WORK TASK: Could you set down every record below exactly as it appears?

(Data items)
● ● ●

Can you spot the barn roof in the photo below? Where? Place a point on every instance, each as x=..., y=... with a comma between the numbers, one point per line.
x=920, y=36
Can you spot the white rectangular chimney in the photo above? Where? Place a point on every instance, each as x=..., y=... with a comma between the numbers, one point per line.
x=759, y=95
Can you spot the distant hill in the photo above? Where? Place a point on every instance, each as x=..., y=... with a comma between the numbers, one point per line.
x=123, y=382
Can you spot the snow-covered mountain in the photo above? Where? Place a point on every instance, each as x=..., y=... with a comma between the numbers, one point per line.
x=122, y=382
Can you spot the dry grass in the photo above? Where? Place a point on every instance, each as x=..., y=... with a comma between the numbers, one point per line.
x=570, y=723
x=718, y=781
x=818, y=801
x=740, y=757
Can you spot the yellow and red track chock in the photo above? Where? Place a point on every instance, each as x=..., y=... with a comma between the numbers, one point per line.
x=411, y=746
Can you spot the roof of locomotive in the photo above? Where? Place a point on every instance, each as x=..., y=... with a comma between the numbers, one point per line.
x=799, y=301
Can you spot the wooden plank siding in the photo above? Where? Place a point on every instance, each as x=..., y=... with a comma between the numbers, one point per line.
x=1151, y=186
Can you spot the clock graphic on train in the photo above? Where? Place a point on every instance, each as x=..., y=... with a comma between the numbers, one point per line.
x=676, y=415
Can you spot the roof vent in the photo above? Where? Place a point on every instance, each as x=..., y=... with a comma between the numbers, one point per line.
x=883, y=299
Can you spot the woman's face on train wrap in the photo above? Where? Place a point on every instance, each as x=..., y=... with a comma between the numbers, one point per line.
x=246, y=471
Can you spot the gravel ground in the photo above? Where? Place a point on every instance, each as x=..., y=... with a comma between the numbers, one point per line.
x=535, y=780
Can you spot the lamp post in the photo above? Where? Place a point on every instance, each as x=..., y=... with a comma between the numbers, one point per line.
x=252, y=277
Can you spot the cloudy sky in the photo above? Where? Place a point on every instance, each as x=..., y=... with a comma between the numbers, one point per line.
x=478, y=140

● ● ●

SOLUTION FOR THIS TASK:
Can you spot the barn roof in the photo below? Where? Place a point on every instance, each as x=..., y=... with a comma between the numbers, one point per line.
x=920, y=36
Can you spot the white rectangular chimney in the photo above? Where? Place a point on every instance, each as x=..., y=... with a comma between the numbers, one point per line.
x=759, y=95
Can you spot the distant hill in the photo above? Where? Place a point on every instance, each as x=..., y=... with a comma between the numbers, one point per line.
x=123, y=382
Can you spot the snow-covered mountain in the photo above? Where? Place a point on every instance, each as x=..., y=... with a comma between the numbers, one point per line.
x=122, y=382
Can you spot the dry grass in the photo above? Where? Place a point on every instance, each as x=..., y=... with a comma between the numbers, one point per line.
x=570, y=723
x=718, y=781
x=818, y=801
x=740, y=757
Can you spot the yellow and red track chock in the photo above? Where? Place a point on every instance, each as x=..., y=... with a comma between the numbers, one point per line.
x=411, y=746
Can you spot the roof of locomotive in the photo above? Where? Place a point on every instance, each as x=..., y=... with a comma between the numbers, one point per line.
x=799, y=301
Can you spot the wooden plank siding in the photo above? Where? Place a point on every instance, each as x=..., y=... with a comma between the numbers, one point per line.
x=1151, y=186
Can you spot the clock graphic on train in the photo above? Where? Place a point on every instance, each as x=..., y=... with a comma between the numbers, one point per line.
x=676, y=415
Can you spot the roof vent in the photo above? Where? Place a point on every instance, each as x=..., y=... with a comma between the numbers, one point per line.
x=883, y=299
Can you spot the woman's face on train wrap in the photo above? Where? Place a point on every instance, each as x=..., y=... with a comma between the numbers, one point per line.
x=246, y=471
Can you spot the gravel ground in the photo above? Where? Place a point on every instance, each as x=..., y=... with a comma between the numbers, one point per line.
x=535, y=780
Can you spot the lamp post in the photo above? Where? Place a point on every instance, each as x=..., y=... with a comma between the numbers, one point per line.
x=252, y=277
Can you spot the cloudy sky in the photo above? Where? Place a point on every instance, each as x=..., y=... with a comma between the numbers, one point per line.
x=478, y=140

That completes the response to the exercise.